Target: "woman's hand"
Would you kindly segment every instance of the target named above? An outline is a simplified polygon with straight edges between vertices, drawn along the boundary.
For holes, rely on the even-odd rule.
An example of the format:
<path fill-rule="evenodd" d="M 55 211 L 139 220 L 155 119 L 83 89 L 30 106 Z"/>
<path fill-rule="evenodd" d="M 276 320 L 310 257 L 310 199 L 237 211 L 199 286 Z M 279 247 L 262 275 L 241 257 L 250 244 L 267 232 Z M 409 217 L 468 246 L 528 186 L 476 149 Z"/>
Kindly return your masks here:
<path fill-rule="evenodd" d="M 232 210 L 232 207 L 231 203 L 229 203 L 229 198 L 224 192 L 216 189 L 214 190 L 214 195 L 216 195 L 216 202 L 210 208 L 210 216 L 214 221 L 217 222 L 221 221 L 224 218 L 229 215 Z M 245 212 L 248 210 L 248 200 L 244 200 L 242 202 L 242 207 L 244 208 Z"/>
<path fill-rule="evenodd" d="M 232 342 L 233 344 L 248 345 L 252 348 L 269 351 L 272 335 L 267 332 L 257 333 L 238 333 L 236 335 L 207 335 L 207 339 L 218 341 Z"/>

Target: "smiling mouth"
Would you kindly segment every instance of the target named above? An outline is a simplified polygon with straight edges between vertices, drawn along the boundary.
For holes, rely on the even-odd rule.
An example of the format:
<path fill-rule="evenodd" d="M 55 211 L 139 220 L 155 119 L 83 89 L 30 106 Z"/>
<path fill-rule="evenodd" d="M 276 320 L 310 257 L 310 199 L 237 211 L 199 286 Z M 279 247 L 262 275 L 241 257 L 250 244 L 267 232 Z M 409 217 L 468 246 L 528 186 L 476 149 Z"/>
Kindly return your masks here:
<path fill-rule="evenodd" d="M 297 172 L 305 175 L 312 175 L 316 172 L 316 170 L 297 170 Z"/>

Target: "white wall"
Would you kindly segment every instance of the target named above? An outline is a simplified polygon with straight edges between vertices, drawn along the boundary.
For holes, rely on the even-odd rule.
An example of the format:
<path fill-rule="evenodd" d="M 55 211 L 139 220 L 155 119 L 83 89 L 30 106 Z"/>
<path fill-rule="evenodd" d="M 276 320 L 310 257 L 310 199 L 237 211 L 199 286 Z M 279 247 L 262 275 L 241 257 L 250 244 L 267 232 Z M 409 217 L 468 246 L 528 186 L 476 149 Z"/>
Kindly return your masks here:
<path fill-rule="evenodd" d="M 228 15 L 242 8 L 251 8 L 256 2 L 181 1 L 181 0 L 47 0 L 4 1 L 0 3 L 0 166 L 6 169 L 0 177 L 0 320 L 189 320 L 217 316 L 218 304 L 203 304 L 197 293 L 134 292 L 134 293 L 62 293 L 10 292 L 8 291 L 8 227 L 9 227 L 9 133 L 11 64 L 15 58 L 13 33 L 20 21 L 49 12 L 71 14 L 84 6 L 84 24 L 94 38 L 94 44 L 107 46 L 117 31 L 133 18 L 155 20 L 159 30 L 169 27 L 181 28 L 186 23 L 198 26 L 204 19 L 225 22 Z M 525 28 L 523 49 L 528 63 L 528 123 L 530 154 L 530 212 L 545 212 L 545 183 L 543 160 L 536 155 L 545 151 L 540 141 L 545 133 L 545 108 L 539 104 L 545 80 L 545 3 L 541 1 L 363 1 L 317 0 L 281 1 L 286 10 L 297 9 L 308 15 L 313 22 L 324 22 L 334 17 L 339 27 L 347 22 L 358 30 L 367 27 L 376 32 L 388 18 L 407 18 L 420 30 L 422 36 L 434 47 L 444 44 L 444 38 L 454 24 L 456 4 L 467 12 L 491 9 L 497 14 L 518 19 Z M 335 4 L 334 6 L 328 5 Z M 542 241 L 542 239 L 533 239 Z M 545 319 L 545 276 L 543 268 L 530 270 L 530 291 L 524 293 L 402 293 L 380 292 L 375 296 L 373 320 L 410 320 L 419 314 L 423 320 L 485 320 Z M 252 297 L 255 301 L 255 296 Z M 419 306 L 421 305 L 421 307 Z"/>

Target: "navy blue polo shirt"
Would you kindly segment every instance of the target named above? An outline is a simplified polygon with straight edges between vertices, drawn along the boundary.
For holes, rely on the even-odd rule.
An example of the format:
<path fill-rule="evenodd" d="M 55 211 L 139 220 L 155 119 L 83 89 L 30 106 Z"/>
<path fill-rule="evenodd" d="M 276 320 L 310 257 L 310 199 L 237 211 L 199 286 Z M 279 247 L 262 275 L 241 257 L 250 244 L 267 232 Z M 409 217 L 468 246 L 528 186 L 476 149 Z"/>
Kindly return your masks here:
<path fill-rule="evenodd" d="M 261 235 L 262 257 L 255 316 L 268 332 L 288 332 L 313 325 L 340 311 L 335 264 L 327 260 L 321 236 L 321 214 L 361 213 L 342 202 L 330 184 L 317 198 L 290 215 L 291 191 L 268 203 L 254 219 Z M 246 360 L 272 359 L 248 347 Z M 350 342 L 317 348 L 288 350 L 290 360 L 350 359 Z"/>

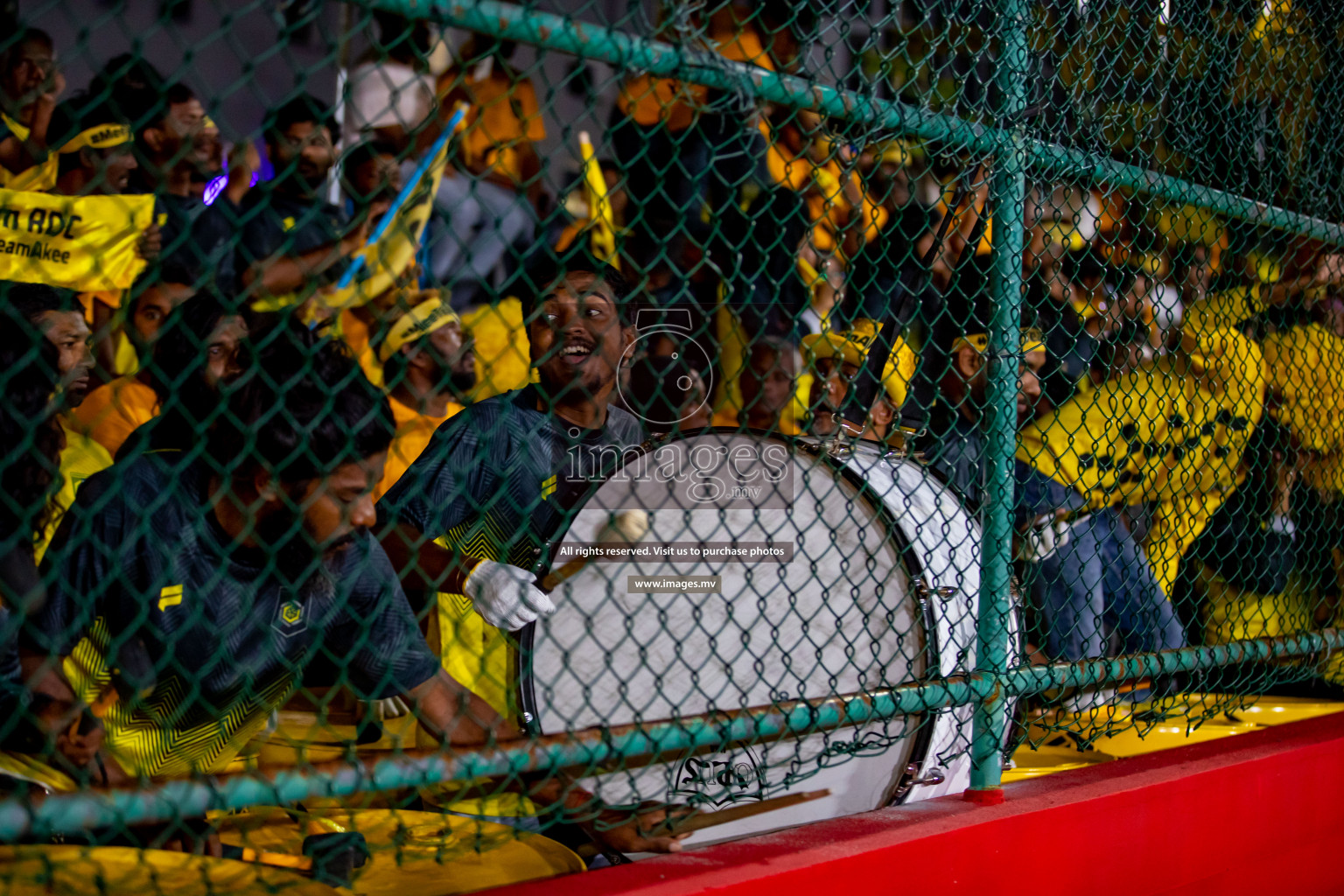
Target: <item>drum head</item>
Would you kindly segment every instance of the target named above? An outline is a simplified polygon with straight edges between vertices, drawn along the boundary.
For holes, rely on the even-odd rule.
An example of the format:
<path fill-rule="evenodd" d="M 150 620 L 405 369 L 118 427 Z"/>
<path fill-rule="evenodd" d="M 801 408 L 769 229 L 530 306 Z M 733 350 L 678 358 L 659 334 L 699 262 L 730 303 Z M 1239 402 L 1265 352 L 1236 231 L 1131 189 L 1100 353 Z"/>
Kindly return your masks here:
<path fill-rule="evenodd" d="M 282 809 L 257 807 L 222 815 L 215 825 L 228 846 L 298 856 L 313 822 L 364 836 L 370 860 L 351 884 L 363 896 L 448 896 L 585 868 L 583 860 L 548 837 L 441 813 L 323 809 L 296 821 Z"/>
<path fill-rule="evenodd" d="M 735 431 L 669 442 L 626 463 L 555 545 L 552 570 L 586 549 L 614 552 L 603 548 L 554 591 L 559 611 L 538 623 L 523 656 L 532 685 L 524 708 L 555 733 L 919 678 L 925 627 L 905 545 L 863 485 L 794 442 Z M 621 529 L 638 536 L 633 551 Z M 913 728 L 914 720 L 896 719 L 742 743 L 595 783 L 607 802 L 706 809 L 790 790 L 844 791 L 833 806 L 806 803 L 798 818 L 778 813 L 763 829 L 778 827 L 886 805 Z"/>

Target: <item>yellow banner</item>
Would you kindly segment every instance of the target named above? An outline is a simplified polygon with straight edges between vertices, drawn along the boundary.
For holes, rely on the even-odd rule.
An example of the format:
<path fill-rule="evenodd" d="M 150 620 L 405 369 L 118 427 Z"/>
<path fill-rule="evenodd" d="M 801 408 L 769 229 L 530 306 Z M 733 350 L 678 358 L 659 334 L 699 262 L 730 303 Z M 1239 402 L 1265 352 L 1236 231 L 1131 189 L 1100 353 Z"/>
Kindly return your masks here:
<path fill-rule="evenodd" d="M 0 189 L 0 279 L 78 292 L 128 289 L 153 196 L 52 196 Z"/>
<path fill-rule="evenodd" d="M 425 169 L 415 192 L 396 212 L 396 218 L 382 239 L 370 243 L 351 257 L 351 263 L 360 255 L 364 258 L 360 278 L 345 289 L 321 293 L 319 301 L 323 305 L 335 309 L 358 308 L 396 285 L 396 281 L 415 261 L 421 235 L 425 232 L 425 224 L 434 210 L 434 195 L 444 180 L 446 167 L 448 144 L 434 157 L 434 163 Z"/>
<path fill-rule="evenodd" d="M 587 188 L 589 220 L 593 226 L 593 254 L 620 269 L 621 259 L 616 254 L 616 218 L 606 195 L 606 179 L 602 176 L 602 167 L 593 150 L 593 140 L 586 130 L 579 132 L 579 152 L 583 156 L 583 184 Z"/>

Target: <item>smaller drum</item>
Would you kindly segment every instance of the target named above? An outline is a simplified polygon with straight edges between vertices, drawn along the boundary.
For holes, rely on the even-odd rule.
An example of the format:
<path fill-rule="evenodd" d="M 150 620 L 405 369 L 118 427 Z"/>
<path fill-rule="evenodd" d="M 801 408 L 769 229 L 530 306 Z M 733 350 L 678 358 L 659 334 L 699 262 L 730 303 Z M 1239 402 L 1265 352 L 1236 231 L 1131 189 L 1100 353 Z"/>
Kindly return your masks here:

> _WHAT YOU ARE ASKED TO DO_
Lay out the lines of the records from the one containing "Target: <item>smaller drum</item>" through the end of the records, both included, as a Markdown table with two columns, Row and Line. Number each line in Row, put its text in Line, and leave out any blank lines.

> _COMPLETED TASK_
| Row | Line |
|---|---|
| 1 | Target: <item>smaller drum</item> |
| 2 | Would you kindly segment every instance of the target named above? An outline is a simplified polygon with straight edges between vertices, drawn along the boundary. |
| 3 | For holes, rely on the even-odd rule. |
| 4 | An example of the format: |
| 5 | <path fill-rule="evenodd" d="M 150 620 L 405 369 L 118 427 Z"/> |
| 6 | <path fill-rule="evenodd" d="M 801 408 L 769 229 L 530 306 Z M 733 350 L 678 358 L 659 334 L 699 262 L 730 303 Z M 1239 402 L 1265 352 L 1236 231 L 1131 189 L 1100 353 Z"/> |
| 7 | Kindly return your masks here: |